**Отрывок текста**
------------------------------------------------
В пограничном пространстве, которое Чехов создает между двумя мирами, развертывается игра коммуникации — движение, обеспеченное и опосредованное человеческим сознанием. Следовательно, реальность и судьба героя осуществляются в одном пространстве, и это осуществление отражено в многочисленных и с точки зрения реализма лишенных всякой функциональности деталях чеховских текстов. Процесс, положенный в основу поэтики Чехова, может быть типологически спроецирован на изначальный процесс творения. Сеть аналогий и типологических сближений, которую писатель раскидывает над бытием, натягивает границы пространств, как струны, и находит свое выражение в интертекстуальных параллелях34, которые компонуют тексты Чехова по принципу аналогии и отражают в них бесконечную сеть аналогий, таящуюся в любой отправной точке размышления.
Так Чехов связывает существующие одновременно и в одном пространственном пункте чувственный мир и мир представлений, субъективное мировосприятие и мифологические архетипы, оставляя своему герою и своему читателю субъективное суждение о том, что может выйти из этой связи в каждый данный момент. Развивающееся взаимодействие обоих нарративных планов не гарантирует, как это было в предшествующей традиции, непременного порождения уловимых смыслов, однако же смысл как таковой оно имеет, даже если этот смысл выглядит бессмыслицей: «Человеческое сознание перед лицом пустоты обращается к миру под мощным давлением логики — ради того, чтобы не разрушить себя»35.
Пресловутое жизнеподобие чеховских текстов на самом деле лишь результат субъективного мировосприятия и опыта его живущих в русской реальности (или в ее фикции) героев. Мифологические же архетипы — это продукт общечеловеческой мысли, в русле которой двигались, если назвать лишь несколько актуальных ее представителей, стоики, Климент Александрийский, Прокл, неоплатоники, Дионисий Псевдоареопагит, Николай Кузанский и мистики, наконец, К.-Г. Юнг. Так в поэтике Чехова формируются два уровня реальности и того Mundus imaginalis [воображаемого мира]36, которому принадлежат мифологические архетипы Златой Цепи бытия или Мировой Души.
Итак, образы, находящиеся (или появляющиеся) перед глазами его героев и читателей, Чехов черпает из источников универсальной традиции Philosophia perennis [вечной философии]. Однако он не приводит их в какую бы то ни было систему, способную упрочить реальность, а также гарантировать ей смысл. Вместо этого он оставляет связь миров в состоянии своеобразного парения, целиком вверяя ее капризу мгновения и случая. В результате мифологические архетипы в его произведениях не получают ни постоянной прописки в реальности, ни модальности, которая определяла бы их отношения с миром сущим. Они улетучиваются в тот самый момент, в который начинают ощущаться как возможность осмысления мира в стабильной парадигме.
------------------------------------------------
**Блок данных**
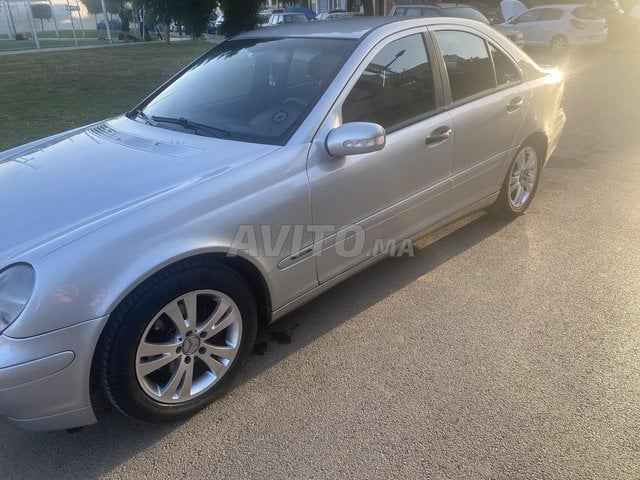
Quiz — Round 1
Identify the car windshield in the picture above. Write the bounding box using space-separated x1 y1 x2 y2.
444 7 491 25
140 38 356 145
------------------------------------------------
**Задание 1**
Изложите в двух предложениях основную мысль отрывка о поэтике Чехова.
**Задание 2**
Продублируйте из отрывка о поэтике Чехова фрагмент от слов «Пресловутое жизнеподобие чеховских» до слов «или Мировой Души.» включительно.

**Полный ответ 1**
Чехов соединяет в одном пространстве чувственный мир и мир представлений, субъективное мировосприятие героев и мифологические архетипы из традиции вечной философии, оставляя герою и читателю судить о том, что выйдет из этой связи. При этом он не сводит эти образы в систему, которая упрочила бы реальность и гарантировала ей смысл, а вверяет связь миров мгновению и случаю, так что архетипы улетучиваются, едва начинают ощущаться как возможность осмыслить мир в стабильной парадигме.

**Полный ответ 2**
Пресловутое жизнеподобие чеховских текстов на самом деле лишь результат субъективного мировосприятия и опыта его живущих в русской реальности (или в ее фикции) героев. Мифологические же архетипы — это продукт общечеловеческой мысли, в русле которой двигались, если назвать лишь несколько актуальных ее представителей, стоики, Климент Александрийский, Прокл, неоплатоники, Дионисий Псевдоареопагит, Николай Кузанский и мистики, наконец, К.-Г. Юнг. Так в поэтике Чехова формируются два уровня реальности и того Mundus imaginalis [воображаемого мира]36, которому принадлежат мифологические архетипы Златой Цепи бытия или Мировой Души.